## How to complete this task
Each of the lines below must be restated exactly.

## Data for processing

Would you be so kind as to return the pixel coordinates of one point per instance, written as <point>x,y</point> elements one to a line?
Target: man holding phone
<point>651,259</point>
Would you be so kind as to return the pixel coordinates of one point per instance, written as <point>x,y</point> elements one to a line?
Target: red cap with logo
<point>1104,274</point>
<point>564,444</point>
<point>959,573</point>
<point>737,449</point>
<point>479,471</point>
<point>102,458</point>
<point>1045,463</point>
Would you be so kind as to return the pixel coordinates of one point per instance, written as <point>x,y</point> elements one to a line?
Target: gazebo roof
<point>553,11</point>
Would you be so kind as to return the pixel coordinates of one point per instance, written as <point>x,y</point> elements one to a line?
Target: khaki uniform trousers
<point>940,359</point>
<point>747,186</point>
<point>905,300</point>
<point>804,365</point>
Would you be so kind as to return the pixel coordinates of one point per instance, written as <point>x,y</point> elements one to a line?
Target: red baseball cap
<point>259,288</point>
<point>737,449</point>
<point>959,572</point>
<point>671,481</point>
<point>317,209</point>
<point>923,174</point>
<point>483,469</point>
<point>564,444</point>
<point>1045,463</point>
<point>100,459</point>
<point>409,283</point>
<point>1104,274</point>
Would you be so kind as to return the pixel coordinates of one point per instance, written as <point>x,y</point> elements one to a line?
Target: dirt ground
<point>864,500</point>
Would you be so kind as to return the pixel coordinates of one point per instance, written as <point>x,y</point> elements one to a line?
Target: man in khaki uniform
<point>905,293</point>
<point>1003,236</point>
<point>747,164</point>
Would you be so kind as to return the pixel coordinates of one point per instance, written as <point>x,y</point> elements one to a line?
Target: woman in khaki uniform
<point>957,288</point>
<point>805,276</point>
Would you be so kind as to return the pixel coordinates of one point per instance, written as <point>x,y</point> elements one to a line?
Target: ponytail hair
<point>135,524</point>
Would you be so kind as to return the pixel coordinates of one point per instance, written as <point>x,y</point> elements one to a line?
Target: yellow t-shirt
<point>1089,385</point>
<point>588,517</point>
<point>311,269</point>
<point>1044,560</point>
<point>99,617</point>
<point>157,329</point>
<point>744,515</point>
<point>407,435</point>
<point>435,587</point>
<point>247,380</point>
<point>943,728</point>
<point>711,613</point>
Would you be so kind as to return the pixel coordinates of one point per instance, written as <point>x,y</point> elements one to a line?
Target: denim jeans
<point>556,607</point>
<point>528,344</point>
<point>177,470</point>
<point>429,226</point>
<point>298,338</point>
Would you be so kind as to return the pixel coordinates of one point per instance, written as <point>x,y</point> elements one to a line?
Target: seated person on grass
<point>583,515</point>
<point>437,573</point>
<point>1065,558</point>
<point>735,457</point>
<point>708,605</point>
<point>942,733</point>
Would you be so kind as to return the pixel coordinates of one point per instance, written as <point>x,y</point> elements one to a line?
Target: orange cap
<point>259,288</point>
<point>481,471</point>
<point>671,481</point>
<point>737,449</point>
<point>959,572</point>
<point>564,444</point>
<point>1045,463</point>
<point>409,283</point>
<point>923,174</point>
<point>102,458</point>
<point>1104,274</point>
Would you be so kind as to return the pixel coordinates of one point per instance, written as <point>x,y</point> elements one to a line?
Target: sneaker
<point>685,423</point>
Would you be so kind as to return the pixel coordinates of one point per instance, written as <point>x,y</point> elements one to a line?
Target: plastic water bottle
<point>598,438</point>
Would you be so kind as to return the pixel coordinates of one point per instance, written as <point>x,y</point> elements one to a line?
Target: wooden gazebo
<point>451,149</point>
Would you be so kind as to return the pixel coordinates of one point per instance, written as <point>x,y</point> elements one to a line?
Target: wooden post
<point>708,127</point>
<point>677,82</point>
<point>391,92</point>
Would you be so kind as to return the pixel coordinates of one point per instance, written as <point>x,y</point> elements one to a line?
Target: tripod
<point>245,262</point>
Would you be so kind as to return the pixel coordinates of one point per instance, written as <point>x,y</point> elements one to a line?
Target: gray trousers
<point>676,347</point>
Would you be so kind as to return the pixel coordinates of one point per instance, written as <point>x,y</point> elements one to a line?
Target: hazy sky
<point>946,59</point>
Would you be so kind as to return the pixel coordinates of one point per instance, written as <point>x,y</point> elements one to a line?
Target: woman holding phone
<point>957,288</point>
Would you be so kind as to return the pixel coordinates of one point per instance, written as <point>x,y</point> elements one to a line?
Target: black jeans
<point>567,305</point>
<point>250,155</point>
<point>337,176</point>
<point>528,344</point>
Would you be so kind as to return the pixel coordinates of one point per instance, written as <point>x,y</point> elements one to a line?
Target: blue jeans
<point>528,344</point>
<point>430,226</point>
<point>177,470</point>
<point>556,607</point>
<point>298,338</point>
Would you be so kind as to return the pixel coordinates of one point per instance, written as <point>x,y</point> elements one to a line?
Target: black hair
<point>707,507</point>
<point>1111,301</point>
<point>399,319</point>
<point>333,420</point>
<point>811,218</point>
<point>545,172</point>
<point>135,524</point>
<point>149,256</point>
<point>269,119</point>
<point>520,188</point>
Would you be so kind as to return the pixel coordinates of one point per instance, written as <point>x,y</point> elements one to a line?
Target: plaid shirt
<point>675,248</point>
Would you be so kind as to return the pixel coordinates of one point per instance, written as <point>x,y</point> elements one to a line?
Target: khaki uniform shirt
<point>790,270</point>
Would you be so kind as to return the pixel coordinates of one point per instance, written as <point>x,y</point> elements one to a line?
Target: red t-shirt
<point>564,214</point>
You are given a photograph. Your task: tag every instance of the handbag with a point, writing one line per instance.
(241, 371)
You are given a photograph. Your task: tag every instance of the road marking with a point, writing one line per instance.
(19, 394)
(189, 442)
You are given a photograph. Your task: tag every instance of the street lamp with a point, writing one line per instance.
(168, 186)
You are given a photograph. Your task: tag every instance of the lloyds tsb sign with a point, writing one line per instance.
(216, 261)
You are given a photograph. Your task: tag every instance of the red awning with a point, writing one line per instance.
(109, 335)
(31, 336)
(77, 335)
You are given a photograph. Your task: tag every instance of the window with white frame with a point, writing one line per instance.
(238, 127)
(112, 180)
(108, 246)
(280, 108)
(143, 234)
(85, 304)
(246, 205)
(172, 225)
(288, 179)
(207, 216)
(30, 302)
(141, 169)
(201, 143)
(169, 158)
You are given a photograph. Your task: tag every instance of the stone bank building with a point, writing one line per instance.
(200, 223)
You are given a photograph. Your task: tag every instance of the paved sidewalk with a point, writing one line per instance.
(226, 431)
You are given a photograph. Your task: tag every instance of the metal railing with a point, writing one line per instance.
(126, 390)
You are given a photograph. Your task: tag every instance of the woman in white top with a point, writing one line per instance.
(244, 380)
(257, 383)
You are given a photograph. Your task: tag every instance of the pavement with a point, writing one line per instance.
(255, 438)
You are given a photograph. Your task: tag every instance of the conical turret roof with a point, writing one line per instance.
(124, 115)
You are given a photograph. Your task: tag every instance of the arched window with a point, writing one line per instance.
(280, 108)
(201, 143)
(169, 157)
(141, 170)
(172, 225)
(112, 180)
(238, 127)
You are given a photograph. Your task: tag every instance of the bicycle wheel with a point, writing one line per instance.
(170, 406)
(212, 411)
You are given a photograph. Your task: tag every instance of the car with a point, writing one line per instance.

## Exercise response
Would you be so kind as to return the pixel coordinates of one point per instance, written as <point>x,y</point> elements one to a line?
Target: man holding phone
<point>651,259</point>
Would you be so kind as to return the pixel coordinates of one point per instance, written as <point>x,y</point> elements one to a line?
Target: red cap with logo
<point>1104,274</point>
<point>564,444</point>
<point>959,573</point>
<point>737,449</point>
<point>479,471</point>
<point>102,458</point>
<point>1045,463</point>
Would you be so kind as to return the pixel coordinates of one point per instance, written as <point>x,y</point> elements one to a line?
Target: gazebo roof
<point>553,11</point>
Would you be so kind as to return the pixel coordinates of one point per instance, written as <point>x,y</point> elements one to a line?
Target: khaki uniform trousers
<point>940,359</point>
<point>747,186</point>
<point>905,300</point>
<point>804,365</point>
Would you be so kind as to return the pixel coordinates of one point per instance, written as <point>x,y</point> elements one to a line?
Target: red baseball cap
<point>259,288</point>
<point>737,449</point>
<point>959,572</point>
<point>671,481</point>
<point>317,209</point>
<point>923,174</point>
<point>483,469</point>
<point>564,444</point>
<point>1045,463</point>
<point>100,459</point>
<point>409,283</point>
<point>1104,274</point>
Would you be so kind as to return the pixel coordinates of one point per instance, written as <point>x,y</point> elements one to a line?
Target: dirt ground
<point>864,500</point>
Would you be so kind as to return the pixel coordinates of one point per instance, written as <point>x,y</point> elements one to a line?
Target: man in khaki uniform
<point>905,293</point>
<point>1003,236</point>
<point>747,164</point>
Would you be so kind as to return the pixel coordinates of one point per instance, written as <point>x,y</point> elements one to a line?
Target: woman in khaki uniform
<point>957,288</point>
<point>805,276</point>
Would you be so kind as to return the pixel coordinates of one point per instance, written as <point>x,y</point> elements one to a line?
Target: ponytail hair
<point>135,524</point>
Would you be so kind as to return the pixel coordinates of one point per instance, written as <point>x,y</point> elements one to a line?
Target: yellow t-shirt
<point>1089,385</point>
<point>588,517</point>
<point>311,269</point>
<point>1044,560</point>
<point>99,617</point>
<point>157,329</point>
<point>744,515</point>
<point>407,435</point>
<point>435,587</point>
<point>247,380</point>
<point>943,728</point>
<point>711,613</point>
Would you be so kind as to return the pixel coordinates of one point per instance, written as <point>x,y</point> elements one to a line?
Target: denim jeans
<point>556,607</point>
<point>528,344</point>
<point>177,470</point>
<point>429,226</point>
<point>298,338</point>
Would you be so kind as to return the pixel coordinates of one point per instance, written as <point>x,y</point> elements one to a line?
Target: seated person on grass
<point>583,515</point>
<point>437,573</point>
<point>1065,558</point>
<point>735,457</point>
<point>708,605</point>
<point>942,733</point>
Would you be so kind as to return the pixel coordinates of one point per instance, written as <point>x,y</point> elements one to a line?
Target: orange cap
<point>259,288</point>
<point>481,471</point>
<point>671,481</point>
<point>737,449</point>
<point>959,572</point>
<point>564,444</point>
<point>1045,463</point>
<point>409,283</point>
<point>923,174</point>
<point>102,458</point>
<point>1104,274</point>
Would you be so kind as to return the pixel coordinates of one point per instance, written as <point>x,y</point> elements one to a line?
Target: sneaker
<point>685,423</point>
Would you be so kind as to return the pixel coordinates of one point per instance, written as <point>x,y</point> elements one to a line?
Target: plastic water bottle
<point>598,438</point>
Would you be so kind as to return the pixel coordinates of one point per instance, written as <point>x,y</point> elements one to a line?
Target: wooden gazebo
<point>451,149</point>
Would you be so kind as to return the pixel coordinates of one point per instance, written as <point>x,y</point> elements one to a line?
Target: wooden post
<point>708,127</point>
<point>677,82</point>
<point>391,92</point>
Would you be so kind as to return the pixel coordinates of one point per instance, written as <point>x,y</point> elements one to a line?
Target: tripod
<point>245,262</point>
Would you be so kind as to return the pixel coordinates of one point per instance, written as <point>x,y</point> elements one to a line?
Target: gray trousers
<point>676,347</point>
Would you be so kind as to return the pixel coordinates of one point per instance, written as <point>x,y</point> elements one to a line?
Target: hazy sky
<point>946,59</point>
Would you be so kind as to return the pixel coordinates of one point per instance, written as <point>x,y</point> elements one to a line?
Target: woman holding phone
<point>957,288</point>
Would you be so kind as to return the pixel coordinates of one point per instance, written as <point>x,y</point> elements one to a line?
Target: black jeans
<point>567,305</point>
<point>250,155</point>
<point>337,176</point>
<point>528,344</point>
Would you be so kind as to return the pixel coordinates of one point per instance, written as <point>x,y</point> elements one to a line?
Target: blue jeans
<point>528,344</point>
<point>430,226</point>
<point>177,470</point>
<point>556,607</point>
<point>298,338</point>
Would you be so kind as to return the pixel coordinates of one point per instance, written as <point>x,y</point> elements one to a line?
Target: black hair
<point>707,507</point>
<point>1111,301</point>
<point>399,319</point>
<point>333,420</point>
<point>811,218</point>
<point>545,172</point>
<point>135,524</point>
<point>149,256</point>
<point>269,119</point>
<point>520,188</point>
Would you be so kind as to return the pixel coordinates of one point per instance, written as <point>x,y</point> elements one to a line?
Target: plaid shirt
<point>675,248</point>
Would you be so kind as to return the pixel coordinates of one point per instance, written as <point>x,y</point> elements one to a line?
Target: khaki uniform shirt
<point>790,270</point>
Would you be so kind as to return the pixel coordinates of one point per instance, written as <point>x,y</point> elements one to a line?
Target: red t-shirt
<point>564,214</point>
You are given a photograph. Your task: tag every instance of the handbag with a point, writing one line per instance.
(241, 371)
You are given a photograph. Your task: tag every instance of the road marking with a point, writing one line per instance.
(19, 394)
(189, 442)
You are given a photograph. Your task: tag every instance of the street lamp with a point, writing one line per instance.
(168, 186)
You are given a photograph. Your task: tag every instance of the lloyds tsb sign with a point, writing one line per instance.
(216, 261)
You are given a photograph. Your task: tag every instance of the red awning with a point, writing one line per instance.
(109, 335)
(31, 336)
(77, 335)
You are given a photograph. Your task: tag every instance of the window with white frame with a point, writing one line per instance.
(238, 127)
(112, 180)
(108, 246)
(280, 108)
(143, 234)
(85, 304)
(246, 205)
(172, 225)
(288, 179)
(207, 216)
(30, 302)
(141, 169)
(201, 143)
(169, 158)
You are given a photograph. Your task: tag every instance of the stone bank building with a point, writing one line per instance.
(200, 223)
You are given a photograph. Your task: tag every instance of the paved sidewalk with a point, writing one line per instance.
(226, 431)
You are given a photograph. Your task: tag every instance of the metal railing with a point, writing one line per instance.
(126, 390)
You are given a photograph. Your task: tag every instance of the woman in white top with a point, writing one line per instance.
(244, 380)
(257, 383)
You are given a photograph. Your task: tag every instance of the pavement with a point, writing one line per instance.
(255, 438)
You are given a photograph. Your task: tag every instance of the conical turret roof with a point, writing one line per instance.
(124, 115)
You are given a photograph. Your task: tag every instance of the arched window with a point, writing one line per instance.
(280, 108)
(201, 143)
(169, 157)
(141, 170)
(172, 225)
(112, 180)
(238, 127)
You are given a photograph. Your task: tag every instance of the bicycle wheel with a point, writing one line per instance.
(170, 406)
(212, 411)
You are given a photograph. Your task: tag every instance of the car with a point, writing one line per instance.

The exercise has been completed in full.